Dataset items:

··········

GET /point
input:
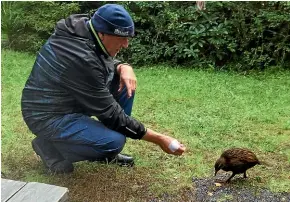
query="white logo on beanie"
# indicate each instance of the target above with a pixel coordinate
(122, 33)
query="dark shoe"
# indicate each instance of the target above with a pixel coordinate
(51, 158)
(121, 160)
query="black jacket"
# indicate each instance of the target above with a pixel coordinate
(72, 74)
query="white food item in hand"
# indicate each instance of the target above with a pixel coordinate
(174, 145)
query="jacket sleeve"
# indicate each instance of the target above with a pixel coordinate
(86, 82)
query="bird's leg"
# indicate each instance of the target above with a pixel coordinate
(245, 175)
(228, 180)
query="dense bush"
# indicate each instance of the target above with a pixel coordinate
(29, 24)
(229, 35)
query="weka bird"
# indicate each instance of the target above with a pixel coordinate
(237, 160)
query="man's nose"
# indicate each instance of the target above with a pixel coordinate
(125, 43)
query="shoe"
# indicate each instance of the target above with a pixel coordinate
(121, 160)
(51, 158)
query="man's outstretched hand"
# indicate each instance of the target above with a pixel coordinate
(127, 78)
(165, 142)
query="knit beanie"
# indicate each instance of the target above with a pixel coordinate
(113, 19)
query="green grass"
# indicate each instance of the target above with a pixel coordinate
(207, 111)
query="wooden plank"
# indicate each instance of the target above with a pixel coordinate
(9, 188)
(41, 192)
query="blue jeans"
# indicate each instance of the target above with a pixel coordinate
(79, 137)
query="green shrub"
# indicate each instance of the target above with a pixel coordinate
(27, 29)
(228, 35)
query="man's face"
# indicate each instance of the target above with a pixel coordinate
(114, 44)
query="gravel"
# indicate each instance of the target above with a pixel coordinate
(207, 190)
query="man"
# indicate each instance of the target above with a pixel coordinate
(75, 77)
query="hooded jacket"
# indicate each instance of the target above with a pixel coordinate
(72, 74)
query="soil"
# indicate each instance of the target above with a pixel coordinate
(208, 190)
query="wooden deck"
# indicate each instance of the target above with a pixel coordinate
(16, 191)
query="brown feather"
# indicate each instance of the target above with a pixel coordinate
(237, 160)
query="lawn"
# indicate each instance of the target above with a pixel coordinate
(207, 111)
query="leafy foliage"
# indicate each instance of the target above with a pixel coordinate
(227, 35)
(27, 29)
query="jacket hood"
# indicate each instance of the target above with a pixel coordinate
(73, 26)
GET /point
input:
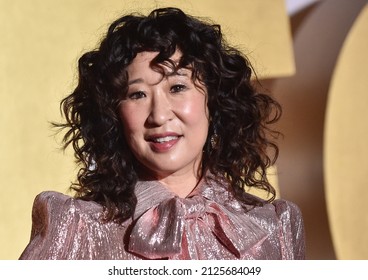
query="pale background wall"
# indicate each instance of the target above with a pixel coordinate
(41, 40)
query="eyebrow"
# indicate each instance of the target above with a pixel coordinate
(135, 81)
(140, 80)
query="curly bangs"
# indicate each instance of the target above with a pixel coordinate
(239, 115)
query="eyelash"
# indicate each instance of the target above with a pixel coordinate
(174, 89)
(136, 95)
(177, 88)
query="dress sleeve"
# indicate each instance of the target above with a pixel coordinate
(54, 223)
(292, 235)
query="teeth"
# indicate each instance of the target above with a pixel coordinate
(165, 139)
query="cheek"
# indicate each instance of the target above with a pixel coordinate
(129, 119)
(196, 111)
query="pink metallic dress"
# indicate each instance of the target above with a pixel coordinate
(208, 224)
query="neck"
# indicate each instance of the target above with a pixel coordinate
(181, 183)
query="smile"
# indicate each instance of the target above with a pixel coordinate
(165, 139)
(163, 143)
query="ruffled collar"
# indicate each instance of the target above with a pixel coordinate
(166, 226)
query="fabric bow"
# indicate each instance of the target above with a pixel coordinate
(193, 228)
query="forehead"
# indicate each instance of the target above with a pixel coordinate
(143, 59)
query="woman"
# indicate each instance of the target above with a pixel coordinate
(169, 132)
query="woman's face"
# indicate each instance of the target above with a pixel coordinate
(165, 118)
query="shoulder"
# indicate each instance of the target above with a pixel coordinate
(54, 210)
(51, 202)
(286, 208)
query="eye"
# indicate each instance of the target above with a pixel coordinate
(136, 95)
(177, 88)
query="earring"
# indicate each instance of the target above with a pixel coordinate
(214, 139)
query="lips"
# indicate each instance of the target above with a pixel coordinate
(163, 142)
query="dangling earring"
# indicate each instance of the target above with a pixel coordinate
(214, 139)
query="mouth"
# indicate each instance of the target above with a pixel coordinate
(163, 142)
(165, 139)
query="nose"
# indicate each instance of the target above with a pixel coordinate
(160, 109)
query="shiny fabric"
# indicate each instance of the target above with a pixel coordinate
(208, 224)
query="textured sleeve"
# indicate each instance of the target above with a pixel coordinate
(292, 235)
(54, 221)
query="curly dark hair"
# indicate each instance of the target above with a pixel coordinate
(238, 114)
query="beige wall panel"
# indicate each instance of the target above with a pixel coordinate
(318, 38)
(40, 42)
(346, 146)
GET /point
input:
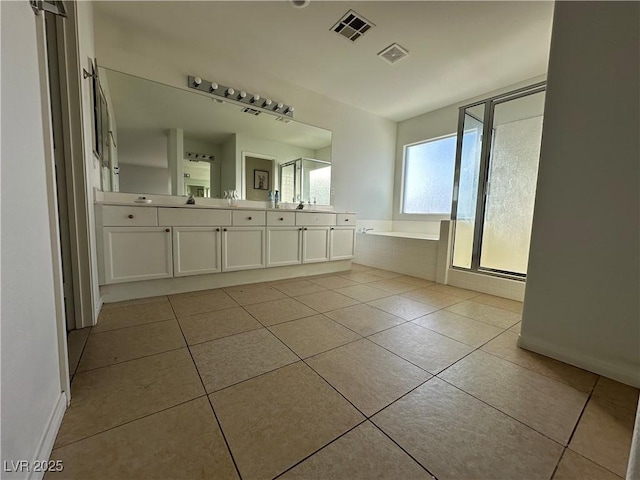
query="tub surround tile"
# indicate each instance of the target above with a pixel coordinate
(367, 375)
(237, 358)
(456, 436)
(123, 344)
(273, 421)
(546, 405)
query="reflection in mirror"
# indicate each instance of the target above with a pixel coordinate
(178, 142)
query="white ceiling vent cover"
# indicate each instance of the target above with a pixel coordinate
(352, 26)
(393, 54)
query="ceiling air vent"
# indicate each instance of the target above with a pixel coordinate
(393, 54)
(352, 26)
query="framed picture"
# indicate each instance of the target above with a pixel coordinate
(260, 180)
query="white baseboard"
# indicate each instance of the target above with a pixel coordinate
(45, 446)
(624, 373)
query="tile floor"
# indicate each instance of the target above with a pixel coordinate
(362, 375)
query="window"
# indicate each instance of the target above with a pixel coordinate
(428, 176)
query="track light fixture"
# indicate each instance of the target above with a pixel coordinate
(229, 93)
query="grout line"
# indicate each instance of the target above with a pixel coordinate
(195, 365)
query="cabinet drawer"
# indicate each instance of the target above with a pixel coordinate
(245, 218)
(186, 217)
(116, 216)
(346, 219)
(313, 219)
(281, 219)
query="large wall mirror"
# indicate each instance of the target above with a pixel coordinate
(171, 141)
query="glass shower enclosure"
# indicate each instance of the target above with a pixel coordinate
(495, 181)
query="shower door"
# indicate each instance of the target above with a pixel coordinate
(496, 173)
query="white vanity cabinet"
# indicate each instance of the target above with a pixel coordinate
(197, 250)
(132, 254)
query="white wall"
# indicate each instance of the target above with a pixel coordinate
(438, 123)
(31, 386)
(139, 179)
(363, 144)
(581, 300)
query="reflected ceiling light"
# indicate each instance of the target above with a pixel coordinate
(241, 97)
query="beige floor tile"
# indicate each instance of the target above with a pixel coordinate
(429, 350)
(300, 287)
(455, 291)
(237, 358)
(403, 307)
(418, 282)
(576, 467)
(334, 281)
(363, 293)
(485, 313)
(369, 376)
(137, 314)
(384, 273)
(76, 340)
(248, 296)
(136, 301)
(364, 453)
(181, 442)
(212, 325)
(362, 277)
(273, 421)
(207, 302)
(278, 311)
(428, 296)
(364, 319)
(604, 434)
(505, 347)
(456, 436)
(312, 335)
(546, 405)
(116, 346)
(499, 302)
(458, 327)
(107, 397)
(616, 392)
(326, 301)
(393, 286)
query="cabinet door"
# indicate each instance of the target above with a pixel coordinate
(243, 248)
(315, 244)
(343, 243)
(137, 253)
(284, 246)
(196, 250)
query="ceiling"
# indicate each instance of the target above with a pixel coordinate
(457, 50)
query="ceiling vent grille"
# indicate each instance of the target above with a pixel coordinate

··········

Problem statement: A faithful reproduction of every entry, with no pictures, is the expected answer.

Exercise response:
GET /point
input:
query="white logo on beanie"
# indicate each instance of the target above with a pixel coordinate
(122, 33)
query="dark shoe"
# indicate each instance of the target above with a pixel coordinate
(51, 158)
(121, 160)
query="black jacket"
# indicate each instance of the target above with a pixel coordinate
(72, 74)
query="white food item in hand"
# indicate each instance of the target above with a pixel coordinate
(174, 145)
query="jacket sleeve"
# indicate each instance of the target above with a pixel coordinate
(86, 82)
query="bird's leg"
# indicate each instance of the target above with a pixel coordinate
(245, 175)
(228, 180)
query="dense bush"
# indicate each instance of the target above with a pixel coordinate
(29, 24)
(229, 35)
query="weka bird"
# indicate each instance of the target above with a pixel coordinate
(237, 160)
query="man's nose"
# indicate each instance of the target above with a pixel coordinate
(125, 43)
query="shoe"
# indicate each instance of the target above with a pixel coordinate
(121, 160)
(51, 158)
query="man's outstretched hand"
# indicate each instance of the target above with a pixel coordinate
(127, 78)
(165, 142)
query="knit beanie"
# indicate each instance of the target above with a pixel coordinate
(113, 19)
query="green grass"
# indicate each instance of the target above with a pixel coordinate
(207, 111)
query="wooden plank"
# indicate each instance of the target above with a pixel coordinate
(9, 188)
(41, 192)
query="blue jeans"
# indicate each instance of the target above with a pixel coordinate
(79, 137)
query="green shrub"
# indicate each instance of the target above with a pixel coordinate
(27, 29)
(228, 35)
query="man's face"
# indicate each instance of the target above with a pixel coordinate
(114, 44)
query="gravel"
# indicate each instance of the target above with a pixel coordinate
(207, 190)
query="man"
# indicate each instance of the target above with a pixel coordinate
(75, 77)
query="hooded jacket"
# indicate each instance of the target above with a pixel coordinate
(72, 74)
query="soil"
# indicate each instance of the target above with a pixel coordinate
(208, 190)
query="wooden deck"
# indicate each instance of the target above with a pixel coordinate
(16, 191)
query="brown feather"
# indicate each instance of the target above with a pixel coordinate
(237, 160)
query="lawn"
# indicate each instance of the target above with a pixel coordinate
(207, 111)
query="leafy foliage"
# indicate each instance of the target above with a pixel coordinate
(227, 35)
(27, 29)
query="jacket hood"
# indicate each instance of the target above with a pixel coordinate
(73, 26)
GET /point
input:
query="pale background wall"
# indicate each instance of the target above with a pixel coordinate
(41, 40)
query="eyebrow"
# indicate each instance of the target above with a pixel coordinate
(135, 81)
(140, 80)
query="curly bangs"
# indicate each instance of the target above with a pixel coordinate
(239, 115)
query="eyelash"
# indicate each instance of the target above with a pixel coordinate
(174, 89)
(136, 95)
(177, 88)
query="dress sleeve"
# indicate each instance of the target above with a pixel coordinate
(54, 223)
(292, 235)
query="teeth"
# indicate each instance of the target above with a pixel coordinate
(165, 139)
query="cheek"
# indicate each instance of the target above with a pixel coordinate
(129, 119)
(196, 111)
query="pink metallic dress"
# indicate each instance of the target above with a pixel coordinate
(208, 224)
query="neck"
# indicate each instance of the target above with a pixel coordinate
(181, 183)
query="smile"
# indicate each instance of the target above with a pixel coordinate
(165, 139)
(163, 143)
query="ruffled collar"
# indicate each instance of the target above with a pixel coordinate
(166, 226)
query="fabric bow"
# indicate each instance of the target above with a pixel coordinate
(193, 228)
query="forehead"
# indicate each instance of the target above with a pixel coordinate
(143, 59)
query="woman"
# indicate each instance of the target above with a pixel coordinate
(169, 132)
query="woman's face"
# indicate each instance of the target above with a pixel coordinate
(165, 118)
query="shoulder"
# indicate each instance of the target above with a pixel coordinate
(54, 210)
(51, 202)
(286, 208)
query="eye"
# indicate each instance of the target above with a pixel coordinate
(136, 95)
(177, 88)
query="earring"
# indicate each instance of the target above with a pixel coordinate
(214, 139)
query="lips"
# indicate each instance of the target above with a pixel coordinate
(163, 142)
query="dangling earring"
# indicate each instance of the target above with a pixel coordinate
(214, 139)
query="mouth"
# indicate each instance of the target above with a pixel coordinate
(163, 142)
(165, 139)
query="nose"
# indicate each instance of the target above with a pixel coordinate
(160, 109)
query="shiny fabric"
# indicate each instance of the target above with a pixel coordinate
(208, 224)
query="textured sleeve"
# indicate each instance of the target above with a pixel coordinate
(292, 235)
(54, 221)
query="curly dark hair"
# indicate each instance of the target above with a pixel coordinate
(238, 114)
query="beige wall panel"
# indicate each instance of the target above with a pixel coordinate
(318, 38)
(40, 42)
(346, 146)
GET /point
input:
query="tub surround tile"
# indicate each instance of the target above with a pixel coordinate
(367, 375)
(237, 358)
(456, 436)
(123, 344)
(273, 421)
(546, 405)
query="reflection in mirror"
# indicate each instance of the target above with a pixel coordinate
(178, 142)
query="white ceiling vent cover"
# indicate each instance of the target above with a pixel coordinate
(352, 26)
(393, 54)
query="ceiling air vent"
# indicate each instance of the target above with a pixel coordinate
(393, 54)
(352, 26)
query="framed picture"
# indicate each instance of the target above with a pixel coordinate
(260, 180)
query="white baseboard"
# indicate each instance of the target above with a pixel coordinate
(45, 446)
(624, 373)
query="tile floor"
# indicate each instance of the target above with a pixel coordinate
(362, 375)
query="window"
# indicate each instance of the target above with a pixel coordinate
(428, 176)
query="track light fixture"
# indicate each instance of the target above with a pixel coordinate
(229, 93)
query="grout line"
# indicate each instance of the target above with a pixel coordinate
(195, 365)
query="cabinet drawer"
# indicate each instance of the target above with a pixel coordinate
(245, 218)
(186, 217)
(116, 216)
(346, 219)
(313, 219)
(281, 219)
query="large wall mirror"
# indicate each instance of the target above with a pixel coordinate
(171, 141)
query="glass shower enclosure"
# indicate each instance of the target above with a pixel coordinate
(495, 181)
query="shower door"
# indicate each instance of the target above with a pixel coordinate
(496, 173)
query="white vanity cabinet"
# indicate each instance of the target above with a pixel coordinate
(197, 250)
(132, 254)
query="white wall"
# indicate each instance of the target above with a pixel coordinate
(438, 123)
(31, 386)
(139, 179)
(363, 144)
(581, 300)
query="reflected ceiling light"
# indicate each instance of the target above with a pixel coordinate
(241, 97)
query="beige floor tile"
# indicate each instance of the target above with a pixel coordinate
(429, 350)
(300, 287)
(455, 291)
(237, 358)
(403, 307)
(418, 282)
(576, 467)
(334, 281)
(363, 293)
(485, 313)
(369, 376)
(137, 314)
(384, 273)
(76, 340)
(248, 296)
(136, 301)
(364, 453)
(181, 442)
(212, 325)
(362, 277)
(273, 421)
(207, 302)
(278, 311)
(428, 296)
(364, 319)
(604, 434)
(505, 347)
(456, 436)
(312, 335)
(546, 405)
(116, 346)
(499, 302)
(458, 327)
(107, 397)
(616, 392)
(326, 301)
(393, 286)
query="cabinet door"
# indicate each instance of the target above with a pixel coordinate
(243, 248)
(315, 244)
(343, 243)
(137, 253)
(284, 246)
(196, 250)
query="ceiling"
# indicate each instance of the target above with a pixel coordinate
(457, 50)
query="ceiling vent grille"
# indicate each instance of the target above with a pixel coordinate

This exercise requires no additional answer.